* _Text_
--------------------

From b2196bc6a357a09be02e1c879666745613a00c10 Mon Sep 17 00:00:00 2001
From: ValueOn AG
Date: Wed, 17 Dec 2025 22:03:58 +0100
Subject: [PATCH] neutralization integrated into extractor
---
.../methods/methodContext/actions/__init__.py | 2 +
.../methodContext/actions/extractContent.py | 71 ++++-
.../methodContext/actions/neutralizeData.py | 256 ++++++++++++++++++
.../methods/methodContext/methodContext.py | 16 ++
modules/workflows/workflowManager.py | 108 ++------
5 files changed, 364 insertions(+), 89 deletions(-)
create mode 100644 modules/workflows/methods/methodContext/actions/neutralizeData.py
diff --git a/modules/workflows/methods/methodContext/actions/__init__.py b/modules/workflows/methods/methodContext/actions/__init__.py
index 9059d6bc..1750882e 100644
--- a/modules/workflows/methods/methodContext/actions/__init__.py
+++ b/modules/workflows/methods/methodContext/actions/__init__.py
@@ -6,11 +6,13 @@
# Export all actions
from .getDocumentIndex import getDocumentIndex
from .extractContent import extractContent
+from .neutralizeData import neutralizeData
from .triggerPreprocessingServer import triggerPreprocessingServer
__all__ = [
'getDocumentIndex',
'extractContent',
+ 'neutralizeData',
'triggerPreprocessingServer',
]
diff --git a/modules/workflows/methods/methodContext/actions/extractContent.py b/modules/workflows/methods/methodContext/actions/extractContent.py
index 799ce61d..8c5fd5fb 100644
--- a/modules/workflows/methods/methodContext/actions/extractContent.py
+++ b/modules/workflows/methods/methodContext/actions/extractContent.py
@@ -12,7 +12,7 @@ from typing import Dict, Any
from modules.workflows.methods.methodBase import action
from modules.datamodels.datamodelChat import ActionResult, ActionDocument
from modules.datamodels.datamodelDocref import DocumentReferenceList
-from modules.datamodels.datamodelExtraction import ExtractionOptions, MergeStrategy
+from modules.datamodels.datamodelExtraction import ExtractionOptions, MergeStrategy, ContentExtracted, ContentPart
logger = logging.getLogger(__name__)

--------------------

* _Data rows_
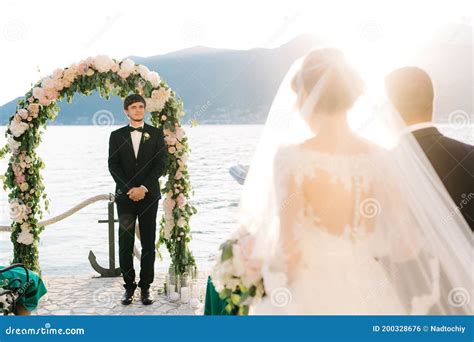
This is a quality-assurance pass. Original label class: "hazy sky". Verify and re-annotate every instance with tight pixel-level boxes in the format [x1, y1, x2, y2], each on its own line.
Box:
[0, 0, 472, 105]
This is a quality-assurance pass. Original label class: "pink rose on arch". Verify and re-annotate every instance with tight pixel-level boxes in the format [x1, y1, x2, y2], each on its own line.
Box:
[77, 61, 89, 75]
[18, 108, 29, 120]
[15, 174, 26, 185]
[176, 194, 187, 209]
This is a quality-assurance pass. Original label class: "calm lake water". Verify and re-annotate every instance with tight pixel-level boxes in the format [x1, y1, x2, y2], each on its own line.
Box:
[0, 125, 263, 275]
[0, 125, 474, 275]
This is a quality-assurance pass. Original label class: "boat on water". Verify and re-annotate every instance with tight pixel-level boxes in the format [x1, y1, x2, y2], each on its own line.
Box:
[229, 164, 249, 185]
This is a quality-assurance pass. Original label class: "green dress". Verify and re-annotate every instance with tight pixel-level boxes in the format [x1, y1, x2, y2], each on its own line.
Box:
[0, 266, 48, 311]
[204, 276, 229, 316]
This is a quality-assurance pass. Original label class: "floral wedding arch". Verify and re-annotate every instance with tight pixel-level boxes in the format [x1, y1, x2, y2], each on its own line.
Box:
[0, 55, 197, 274]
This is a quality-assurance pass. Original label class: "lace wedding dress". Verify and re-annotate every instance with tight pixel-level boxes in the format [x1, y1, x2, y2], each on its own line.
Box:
[252, 146, 406, 315]
[239, 49, 474, 315]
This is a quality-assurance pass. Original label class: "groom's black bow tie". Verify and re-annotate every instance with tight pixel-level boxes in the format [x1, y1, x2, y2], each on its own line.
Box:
[128, 126, 143, 132]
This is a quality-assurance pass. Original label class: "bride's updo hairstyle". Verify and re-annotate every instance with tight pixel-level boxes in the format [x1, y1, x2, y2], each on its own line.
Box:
[291, 48, 364, 116]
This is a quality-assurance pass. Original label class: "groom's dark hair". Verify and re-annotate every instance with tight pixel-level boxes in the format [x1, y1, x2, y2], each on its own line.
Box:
[385, 67, 434, 120]
[123, 94, 146, 110]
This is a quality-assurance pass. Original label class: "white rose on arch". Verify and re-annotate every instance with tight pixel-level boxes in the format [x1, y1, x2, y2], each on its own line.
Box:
[93, 55, 115, 72]
[16, 230, 35, 245]
[8, 136, 21, 154]
[8, 120, 30, 138]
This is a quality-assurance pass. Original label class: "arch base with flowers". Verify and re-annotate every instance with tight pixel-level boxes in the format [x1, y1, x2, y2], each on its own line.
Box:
[0, 55, 196, 274]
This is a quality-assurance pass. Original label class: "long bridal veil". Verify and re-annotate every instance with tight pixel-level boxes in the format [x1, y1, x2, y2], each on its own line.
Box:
[239, 50, 473, 314]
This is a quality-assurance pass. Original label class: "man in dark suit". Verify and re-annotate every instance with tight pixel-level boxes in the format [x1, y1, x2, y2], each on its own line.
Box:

--------------------

* _Problems to work on_
A. Answer these questions about the patch:
(i) Which file does the patch create?
(ii) How many insertions and deletions does it report in total?
(iii) Which two names are added to the import from modules.datamodels.datamodelExtraction in extractContent.py?
B. Write the next part of the neutralization patch, continuing from its last line.
None of the lines are needed here.

* _Answers for the exercise_
A.
(i) modules/workflows/methods/methodContext/actions/neutralizeData.py
(ii) 364 insertions and 89 deletions
(iii) ContentExtracted and ContentPart

B.
@@ -108,6 +108,74 @@ async def extractContent(self, parameters: Dict[str, Any]) -> ActionResult:
# Pass operationId for hierarchical per-document progress logging
extractedResults = self.services.extraction.extractContent(chatDocuments, extractionOptions, operationId=operationId)
+ # Check if neutralization is enabled and should be applied automatically
+ neutralizationEnabled = False
+ try:
+ config = self.services.neutralization.getConfig()
+ neutralizationEnabled = config and config.enabled
+ except Exception as e:
+ logger.debug(f"Could not check neutralization config: {str(e)}")
+
+ # Neutralize extracted data if enabled (for dynamic mode: after extraction, before AI processing)
+ if neutralizationEnabled:
+ self.services.chat.progressLogUpdate(operationId, 0.7, "Neutralizing extracted data")
+ logger.info("Neutralization enabled - neutralizing extracted content data")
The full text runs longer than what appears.